AIM OF THE EXERCISE:
Report every line of the data that includes "hair".

GIVEN ENTRIES:
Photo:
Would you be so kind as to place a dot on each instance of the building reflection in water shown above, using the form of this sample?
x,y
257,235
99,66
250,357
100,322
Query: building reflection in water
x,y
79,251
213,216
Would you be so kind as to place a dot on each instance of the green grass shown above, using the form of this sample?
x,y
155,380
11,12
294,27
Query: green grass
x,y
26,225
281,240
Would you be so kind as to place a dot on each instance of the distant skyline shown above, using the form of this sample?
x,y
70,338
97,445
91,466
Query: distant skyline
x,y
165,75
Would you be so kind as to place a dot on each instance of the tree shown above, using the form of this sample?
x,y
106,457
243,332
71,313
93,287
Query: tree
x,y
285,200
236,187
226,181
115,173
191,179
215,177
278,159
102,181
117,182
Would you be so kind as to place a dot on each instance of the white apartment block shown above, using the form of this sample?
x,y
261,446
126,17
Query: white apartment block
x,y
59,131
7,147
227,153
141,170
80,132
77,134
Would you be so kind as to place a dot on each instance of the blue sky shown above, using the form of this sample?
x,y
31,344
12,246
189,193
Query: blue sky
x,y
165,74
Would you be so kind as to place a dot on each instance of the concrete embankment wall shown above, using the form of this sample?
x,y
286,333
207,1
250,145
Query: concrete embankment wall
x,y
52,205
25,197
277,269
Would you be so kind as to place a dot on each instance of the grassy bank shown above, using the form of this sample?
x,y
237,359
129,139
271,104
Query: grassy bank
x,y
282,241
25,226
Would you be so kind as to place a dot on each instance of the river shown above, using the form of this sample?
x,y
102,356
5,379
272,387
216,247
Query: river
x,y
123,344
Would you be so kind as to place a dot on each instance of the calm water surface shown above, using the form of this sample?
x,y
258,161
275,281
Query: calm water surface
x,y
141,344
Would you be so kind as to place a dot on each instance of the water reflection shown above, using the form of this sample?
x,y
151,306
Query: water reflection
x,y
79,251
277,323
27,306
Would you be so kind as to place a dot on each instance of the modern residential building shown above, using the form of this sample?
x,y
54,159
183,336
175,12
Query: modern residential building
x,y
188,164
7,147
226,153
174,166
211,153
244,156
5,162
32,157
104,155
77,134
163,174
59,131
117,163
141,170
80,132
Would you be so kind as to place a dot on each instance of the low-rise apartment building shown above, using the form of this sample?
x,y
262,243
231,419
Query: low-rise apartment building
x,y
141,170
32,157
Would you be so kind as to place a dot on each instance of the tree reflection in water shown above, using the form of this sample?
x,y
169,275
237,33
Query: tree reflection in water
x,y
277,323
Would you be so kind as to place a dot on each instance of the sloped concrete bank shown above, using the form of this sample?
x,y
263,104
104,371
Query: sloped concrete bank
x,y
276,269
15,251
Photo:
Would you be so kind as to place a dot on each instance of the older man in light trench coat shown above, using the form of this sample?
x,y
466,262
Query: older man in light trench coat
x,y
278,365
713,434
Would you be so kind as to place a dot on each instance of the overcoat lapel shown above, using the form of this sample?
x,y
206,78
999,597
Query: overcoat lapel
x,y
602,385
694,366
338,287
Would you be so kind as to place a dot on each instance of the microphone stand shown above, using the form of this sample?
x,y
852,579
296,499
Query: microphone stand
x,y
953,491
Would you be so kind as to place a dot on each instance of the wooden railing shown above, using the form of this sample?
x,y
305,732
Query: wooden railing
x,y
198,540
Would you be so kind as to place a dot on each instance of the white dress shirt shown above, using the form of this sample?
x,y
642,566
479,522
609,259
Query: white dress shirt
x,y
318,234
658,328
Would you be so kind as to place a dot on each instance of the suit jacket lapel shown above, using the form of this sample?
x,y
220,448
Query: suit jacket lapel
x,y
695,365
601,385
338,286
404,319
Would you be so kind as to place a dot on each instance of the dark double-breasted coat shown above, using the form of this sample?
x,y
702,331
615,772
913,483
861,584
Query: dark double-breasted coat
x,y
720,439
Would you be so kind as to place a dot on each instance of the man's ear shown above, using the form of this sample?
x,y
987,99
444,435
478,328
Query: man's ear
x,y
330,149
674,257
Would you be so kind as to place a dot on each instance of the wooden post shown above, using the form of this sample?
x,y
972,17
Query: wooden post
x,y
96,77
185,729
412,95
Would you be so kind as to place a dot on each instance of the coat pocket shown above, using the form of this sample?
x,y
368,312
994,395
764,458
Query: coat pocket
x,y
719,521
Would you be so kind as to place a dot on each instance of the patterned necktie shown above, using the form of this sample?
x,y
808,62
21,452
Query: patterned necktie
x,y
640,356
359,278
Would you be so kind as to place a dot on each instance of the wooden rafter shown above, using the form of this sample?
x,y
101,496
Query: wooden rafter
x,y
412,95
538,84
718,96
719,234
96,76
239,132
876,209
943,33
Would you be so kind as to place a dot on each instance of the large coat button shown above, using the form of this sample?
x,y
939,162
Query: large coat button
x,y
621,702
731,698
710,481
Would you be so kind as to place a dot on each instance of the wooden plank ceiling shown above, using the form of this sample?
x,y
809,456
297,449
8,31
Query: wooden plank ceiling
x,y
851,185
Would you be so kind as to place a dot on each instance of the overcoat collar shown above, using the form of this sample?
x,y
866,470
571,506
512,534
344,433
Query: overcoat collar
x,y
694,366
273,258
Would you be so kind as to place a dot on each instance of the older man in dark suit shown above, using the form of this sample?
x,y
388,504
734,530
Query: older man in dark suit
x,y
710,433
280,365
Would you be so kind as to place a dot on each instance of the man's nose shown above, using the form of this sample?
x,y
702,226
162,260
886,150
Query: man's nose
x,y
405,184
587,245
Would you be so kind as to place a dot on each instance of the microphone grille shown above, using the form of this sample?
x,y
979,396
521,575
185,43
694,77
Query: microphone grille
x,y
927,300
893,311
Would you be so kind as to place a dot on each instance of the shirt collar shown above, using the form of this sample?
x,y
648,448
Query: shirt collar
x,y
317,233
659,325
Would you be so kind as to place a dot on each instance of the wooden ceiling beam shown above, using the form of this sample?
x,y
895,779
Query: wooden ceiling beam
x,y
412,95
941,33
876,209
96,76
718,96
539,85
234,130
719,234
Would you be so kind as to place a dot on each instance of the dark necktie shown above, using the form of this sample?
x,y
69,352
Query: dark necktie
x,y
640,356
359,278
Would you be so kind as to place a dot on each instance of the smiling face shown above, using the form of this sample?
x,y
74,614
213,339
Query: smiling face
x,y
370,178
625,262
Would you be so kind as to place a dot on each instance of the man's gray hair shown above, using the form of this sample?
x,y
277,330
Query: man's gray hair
---
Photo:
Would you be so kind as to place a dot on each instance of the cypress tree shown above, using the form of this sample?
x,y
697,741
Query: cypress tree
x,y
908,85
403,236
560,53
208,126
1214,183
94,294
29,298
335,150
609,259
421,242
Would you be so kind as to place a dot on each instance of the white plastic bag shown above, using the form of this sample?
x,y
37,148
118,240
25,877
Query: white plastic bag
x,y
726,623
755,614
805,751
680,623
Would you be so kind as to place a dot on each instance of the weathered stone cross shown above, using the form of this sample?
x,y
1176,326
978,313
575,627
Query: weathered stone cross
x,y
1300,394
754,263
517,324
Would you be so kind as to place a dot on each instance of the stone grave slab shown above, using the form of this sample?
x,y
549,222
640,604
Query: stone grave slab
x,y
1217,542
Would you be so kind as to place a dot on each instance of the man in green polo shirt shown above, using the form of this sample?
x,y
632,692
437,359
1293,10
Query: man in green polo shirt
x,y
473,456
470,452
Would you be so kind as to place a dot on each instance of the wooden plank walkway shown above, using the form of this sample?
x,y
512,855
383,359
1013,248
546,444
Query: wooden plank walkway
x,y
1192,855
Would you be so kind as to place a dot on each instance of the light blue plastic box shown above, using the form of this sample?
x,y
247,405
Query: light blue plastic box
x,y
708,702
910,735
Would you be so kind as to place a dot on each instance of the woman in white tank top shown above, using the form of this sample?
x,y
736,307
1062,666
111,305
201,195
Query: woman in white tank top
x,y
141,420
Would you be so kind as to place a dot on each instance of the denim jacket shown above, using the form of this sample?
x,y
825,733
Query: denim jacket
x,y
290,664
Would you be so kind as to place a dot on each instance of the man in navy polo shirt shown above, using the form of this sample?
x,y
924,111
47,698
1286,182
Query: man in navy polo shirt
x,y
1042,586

ANSWER:
Would you be so kind as to place a dot on each instance of the man's gray hair shown above, using the form of this sample?
Query: man's gray hair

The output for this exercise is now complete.